> **Given entries**:
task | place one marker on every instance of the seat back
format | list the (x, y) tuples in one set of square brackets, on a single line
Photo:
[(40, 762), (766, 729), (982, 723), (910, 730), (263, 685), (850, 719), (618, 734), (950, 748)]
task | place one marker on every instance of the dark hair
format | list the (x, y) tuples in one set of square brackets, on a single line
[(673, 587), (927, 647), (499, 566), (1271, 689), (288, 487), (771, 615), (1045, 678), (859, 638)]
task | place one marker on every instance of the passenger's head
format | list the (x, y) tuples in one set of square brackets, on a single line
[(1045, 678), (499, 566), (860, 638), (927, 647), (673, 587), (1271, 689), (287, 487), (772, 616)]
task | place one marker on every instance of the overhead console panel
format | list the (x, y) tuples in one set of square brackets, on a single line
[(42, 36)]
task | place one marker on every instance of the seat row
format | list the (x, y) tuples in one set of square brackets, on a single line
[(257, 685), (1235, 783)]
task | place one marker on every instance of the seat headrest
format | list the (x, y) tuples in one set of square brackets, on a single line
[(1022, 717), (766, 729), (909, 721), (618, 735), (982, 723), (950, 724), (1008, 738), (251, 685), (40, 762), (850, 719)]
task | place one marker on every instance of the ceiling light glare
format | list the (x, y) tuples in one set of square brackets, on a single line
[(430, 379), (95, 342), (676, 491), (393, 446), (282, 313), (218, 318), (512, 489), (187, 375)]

> **What this task involves**:
Can you repeat all of the records above, word for word and in the same order?

> **Exercise response**:
task | place one marker on every instance of the seat back
format | list the (x, y) tuples in one set of square brackets, on a single line
Photo:
[(40, 762), (766, 729), (982, 723), (910, 730), (263, 685), (850, 719), (618, 734), (950, 748)]
task | place one marker on every instance of the dark hair
format | list the (x, y) tuples in one set of square brackets, on a single line
[(673, 587), (927, 647), (499, 566), (1271, 689), (288, 487), (771, 615), (1045, 678), (859, 638)]
task | place one marker on every instance of the passenger's head
format | list the (x, y) tuples in one set of square brackets, on a single line
[(1045, 678), (499, 566), (860, 638), (927, 647), (673, 587), (1271, 689), (287, 487), (772, 616)]
task | place one marker on every instance of the overhead console panel
format | list the (x, y) tuples in one set of square brackets, on a single line
[(42, 36)]
task | place one marker on every instance of the seat row
format | list the (x, y) tuples in one set of square brackets, on a single line
[(257, 685), (1235, 783)]
task | place one marker on every instance of the seat headrest
format | list the (x, y) tuples in one set of square brackets, on a single line
[(1022, 717), (766, 729), (909, 721), (618, 735), (982, 723), (950, 724), (1008, 738), (251, 685), (40, 762), (850, 719)]
task | place one marker on every instance of the ceiling light glare
format | list the (x, y) tuples in one set of square brackets, on a single line
[(430, 379), (95, 342), (676, 491), (393, 446), (282, 313), (218, 318), (512, 489), (187, 375)]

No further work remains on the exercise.